• 作業内容
1. 本文では、ジャパン・アーツは何の招聘から始まったとされているか。
2. 本文のうち「ジャパン・アーツはチェコのスメタナ・カルテットの招聘に始まり、」で始まり「という強い反発が、各種の抗議団体から寄せられたそうだ。」で終わる部分を、一字一句そのまま書き写すこと。

80年代には、ソ連の芸術家を招聘することが、
どれほど特殊で困難な仕事であったかが、今になるとよくわかり、
私は当時、無知ゆえに恩恵にだけ与っていたのだと今更だが痛感した。
ジャパン・アーツはチェコのスメタナ・カルテットの招聘に始まり、
当初、共産圏のアーティストを日本に数多く紹介していたのだが、
83年の大韓航空機撃墜事件以降、日本国内でソ連に対する反感が高まり、
折しも『ソヴィエト芸術祭』開催を予定していたジャパン・アーツに対し、
「人殺しの国ソ連の芸術祭など、手がけるべきではない!」
という強い反発が、各種の抗議団体から寄せられたそうだ。

政治団体の連日の抗議、会社前での街宣車によるデモ、
事務所での押し問答や電話攻勢、テロ予告まがいの脅し、
など、当時のソ連への反発は凄まじかったということだ。また、
「不祥事を起こしたソ連の音楽祭を開催することを新聞等で詫びろ」

• 提供資料
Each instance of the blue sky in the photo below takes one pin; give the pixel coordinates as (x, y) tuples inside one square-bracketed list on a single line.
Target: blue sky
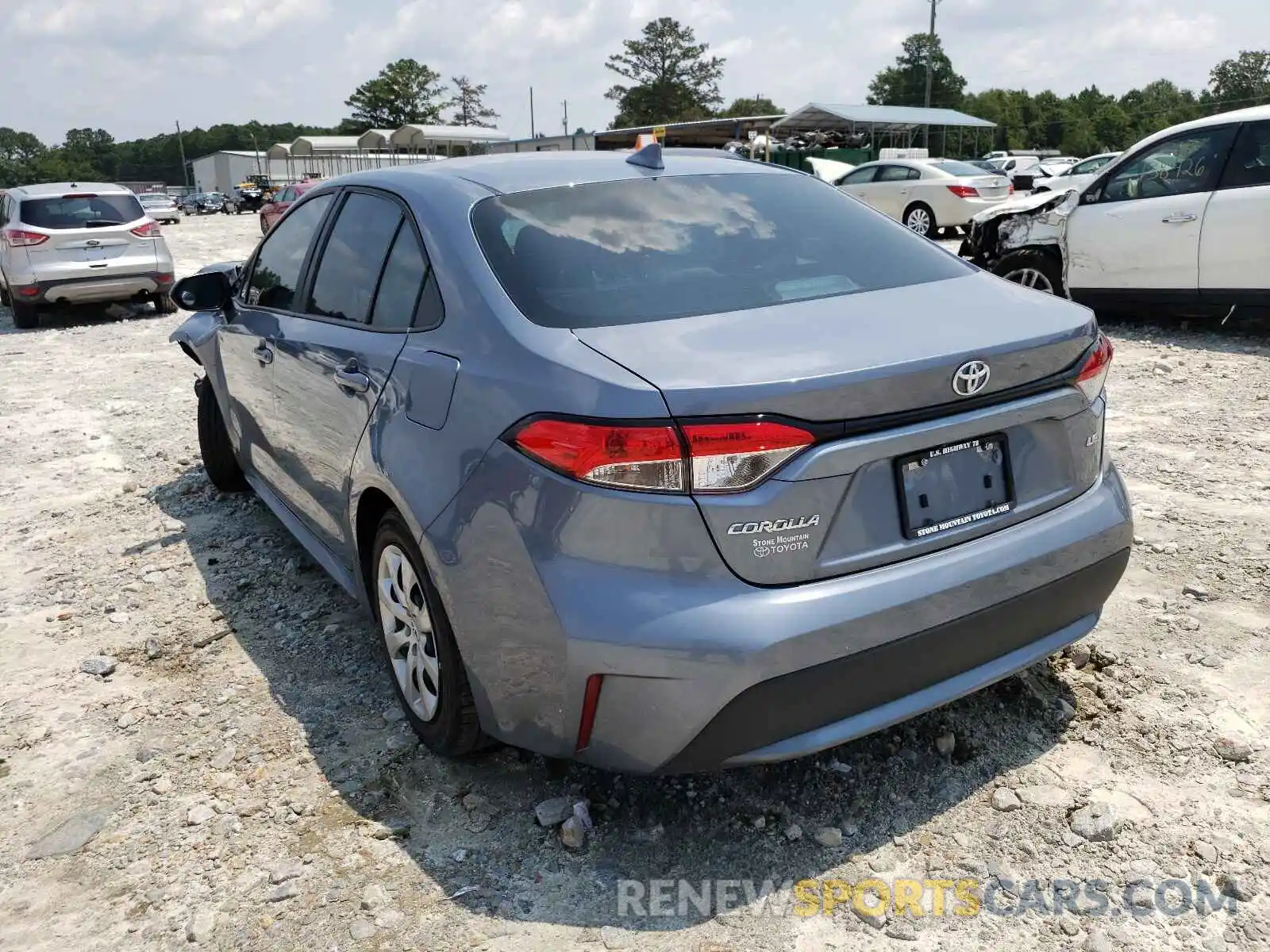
[(137, 67)]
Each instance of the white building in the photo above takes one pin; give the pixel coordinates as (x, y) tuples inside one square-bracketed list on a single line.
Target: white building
[(221, 171), (325, 156)]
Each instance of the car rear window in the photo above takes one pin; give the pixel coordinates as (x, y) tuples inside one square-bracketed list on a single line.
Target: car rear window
[(673, 247), (954, 168), (80, 213)]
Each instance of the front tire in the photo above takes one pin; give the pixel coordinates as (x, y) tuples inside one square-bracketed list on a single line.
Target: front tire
[(25, 317), (214, 443), (920, 220), (418, 645), (1033, 270)]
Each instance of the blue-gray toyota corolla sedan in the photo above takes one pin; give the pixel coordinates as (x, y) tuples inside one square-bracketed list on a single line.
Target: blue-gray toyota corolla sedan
[(662, 461)]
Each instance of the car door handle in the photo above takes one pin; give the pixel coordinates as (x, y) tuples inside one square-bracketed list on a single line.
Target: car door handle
[(352, 380)]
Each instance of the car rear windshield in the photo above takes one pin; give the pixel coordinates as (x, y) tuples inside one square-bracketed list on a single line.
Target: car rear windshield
[(79, 211), (954, 168), (673, 247)]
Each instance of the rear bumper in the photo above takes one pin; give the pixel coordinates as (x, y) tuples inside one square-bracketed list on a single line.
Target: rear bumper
[(702, 670), (806, 711), (95, 290)]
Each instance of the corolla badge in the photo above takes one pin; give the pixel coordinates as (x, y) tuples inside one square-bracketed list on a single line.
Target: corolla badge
[(795, 522), (971, 378)]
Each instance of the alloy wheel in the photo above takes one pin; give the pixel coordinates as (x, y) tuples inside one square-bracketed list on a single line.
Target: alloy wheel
[(408, 632), (1030, 278), (920, 221)]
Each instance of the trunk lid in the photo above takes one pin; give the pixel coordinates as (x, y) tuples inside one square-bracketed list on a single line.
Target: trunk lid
[(869, 494), (852, 355), (990, 186)]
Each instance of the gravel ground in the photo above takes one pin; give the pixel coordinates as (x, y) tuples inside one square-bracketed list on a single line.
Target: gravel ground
[(197, 744)]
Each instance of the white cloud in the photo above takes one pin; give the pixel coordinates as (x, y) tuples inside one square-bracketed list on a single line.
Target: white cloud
[(298, 60)]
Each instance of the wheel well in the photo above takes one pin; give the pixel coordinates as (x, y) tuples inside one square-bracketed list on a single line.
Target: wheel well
[(370, 511)]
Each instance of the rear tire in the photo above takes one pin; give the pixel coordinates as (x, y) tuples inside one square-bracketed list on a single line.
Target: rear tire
[(25, 317), (920, 220), (214, 443), (1033, 270), (422, 657)]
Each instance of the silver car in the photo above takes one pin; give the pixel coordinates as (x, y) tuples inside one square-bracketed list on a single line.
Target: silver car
[(79, 243), (926, 194), (162, 207), (664, 463)]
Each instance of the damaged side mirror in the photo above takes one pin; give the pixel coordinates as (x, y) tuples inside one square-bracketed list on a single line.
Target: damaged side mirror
[(209, 291)]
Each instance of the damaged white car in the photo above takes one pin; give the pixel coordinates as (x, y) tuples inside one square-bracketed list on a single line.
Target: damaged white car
[(1175, 225)]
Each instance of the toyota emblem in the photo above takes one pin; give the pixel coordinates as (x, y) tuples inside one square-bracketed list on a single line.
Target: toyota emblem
[(971, 378)]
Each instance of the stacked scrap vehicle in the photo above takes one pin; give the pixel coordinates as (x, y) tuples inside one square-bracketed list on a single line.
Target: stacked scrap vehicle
[(1175, 225), (249, 196)]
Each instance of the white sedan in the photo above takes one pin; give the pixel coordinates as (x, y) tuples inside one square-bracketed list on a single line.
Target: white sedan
[(1077, 175), (160, 207), (926, 194)]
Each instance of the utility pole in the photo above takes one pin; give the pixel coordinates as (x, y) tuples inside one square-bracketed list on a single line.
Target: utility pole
[(930, 67), (181, 143)]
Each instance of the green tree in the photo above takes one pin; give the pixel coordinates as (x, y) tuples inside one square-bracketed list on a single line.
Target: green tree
[(759, 106), (671, 76), (905, 83), (1244, 80), (19, 156), (406, 92), (89, 154), (469, 105)]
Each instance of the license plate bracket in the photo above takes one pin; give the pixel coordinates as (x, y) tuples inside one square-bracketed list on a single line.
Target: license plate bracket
[(954, 486)]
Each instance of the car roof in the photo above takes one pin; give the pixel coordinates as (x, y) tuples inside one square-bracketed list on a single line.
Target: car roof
[(1255, 113), (50, 190), (526, 171)]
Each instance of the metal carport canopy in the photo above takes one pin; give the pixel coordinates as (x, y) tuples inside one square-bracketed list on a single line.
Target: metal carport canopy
[(880, 118)]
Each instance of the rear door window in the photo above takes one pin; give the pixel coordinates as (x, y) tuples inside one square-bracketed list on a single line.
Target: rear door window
[(353, 258), (899, 173), (1250, 159), (279, 263), (860, 177), (87, 211), (676, 245), (404, 276), (1179, 165)]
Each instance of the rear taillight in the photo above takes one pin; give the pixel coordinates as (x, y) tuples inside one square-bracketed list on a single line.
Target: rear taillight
[(626, 457), (728, 457), (17, 238), (1094, 374), (698, 457)]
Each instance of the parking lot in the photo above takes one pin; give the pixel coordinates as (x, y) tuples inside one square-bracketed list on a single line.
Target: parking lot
[(243, 777)]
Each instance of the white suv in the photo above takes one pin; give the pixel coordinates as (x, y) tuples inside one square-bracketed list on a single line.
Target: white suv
[(79, 243)]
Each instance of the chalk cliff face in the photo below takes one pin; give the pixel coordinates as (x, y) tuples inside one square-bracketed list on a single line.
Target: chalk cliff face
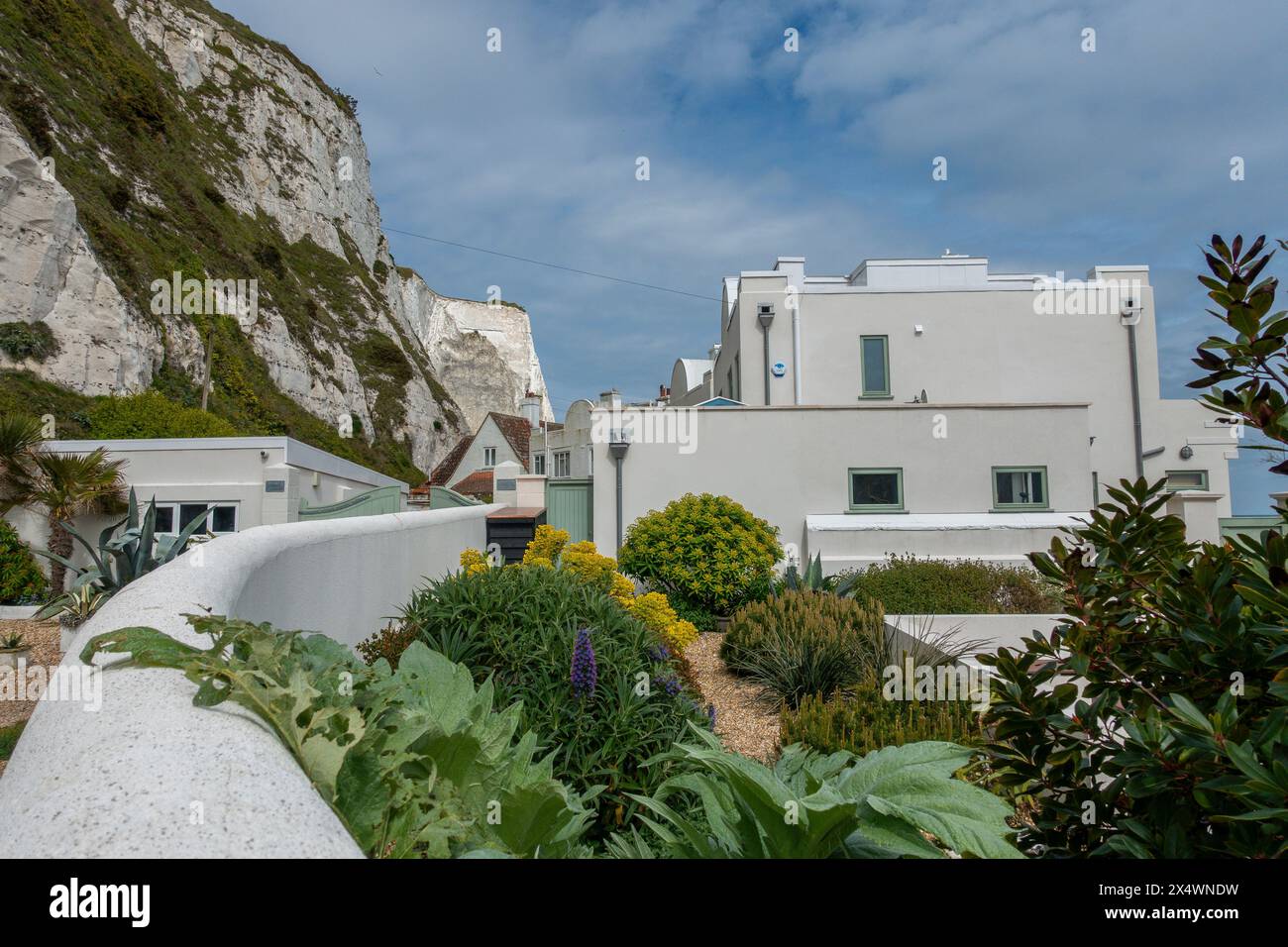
[(271, 184), (50, 273)]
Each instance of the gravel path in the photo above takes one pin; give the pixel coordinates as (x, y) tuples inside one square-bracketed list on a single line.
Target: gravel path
[(44, 639), (745, 722)]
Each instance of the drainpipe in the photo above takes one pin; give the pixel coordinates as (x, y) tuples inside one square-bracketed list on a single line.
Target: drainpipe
[(617, 451), (767, 320), (797, 350), (1134, 389)]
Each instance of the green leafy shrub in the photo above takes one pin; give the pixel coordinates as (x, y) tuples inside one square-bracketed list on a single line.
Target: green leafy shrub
[(412, 762), (704, 551), (1175, 745), (151, 414), (803, 643), (22, 341), (809, 805), (21, 579), (524, 621), (866, 720), (907, 585)]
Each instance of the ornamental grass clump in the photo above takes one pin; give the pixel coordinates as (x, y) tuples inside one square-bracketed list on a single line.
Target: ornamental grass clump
[(803, 643), (867, 720)]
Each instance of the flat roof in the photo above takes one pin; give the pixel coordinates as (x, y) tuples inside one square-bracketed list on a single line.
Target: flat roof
[(296, 453), (883, 406)]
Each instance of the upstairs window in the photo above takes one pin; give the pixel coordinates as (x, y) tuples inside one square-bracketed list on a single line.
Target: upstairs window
[(876, 488), (876, 367), (1020, 488), (1186, 479)]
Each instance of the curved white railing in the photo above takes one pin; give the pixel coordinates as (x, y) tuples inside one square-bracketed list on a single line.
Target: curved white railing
[(147, 774)]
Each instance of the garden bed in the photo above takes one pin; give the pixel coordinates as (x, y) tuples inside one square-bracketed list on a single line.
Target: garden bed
[(44, 639), (745, 722)]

• 解答
1. チェコのスメタナ・カルテットの招聘から始まった。

2.
ジャパン・アーツはチェコのスメタナ・カルテットの招聘に始まり、
当初、共産圏のアーティストを日本に数多く紹介していたのだが、
83年の大韓航空機撃墜事件以降、日本国内でソ連に対する反感が高まり、
折しも『ソヴィエト芸術祭』開催を予定していたジャパン・アーツに対し、
「人殺しの国ソ連の芸術祭など、手がけるべきではない!」
という強い反発が、各種の抗議団体から寄せられたそうだ。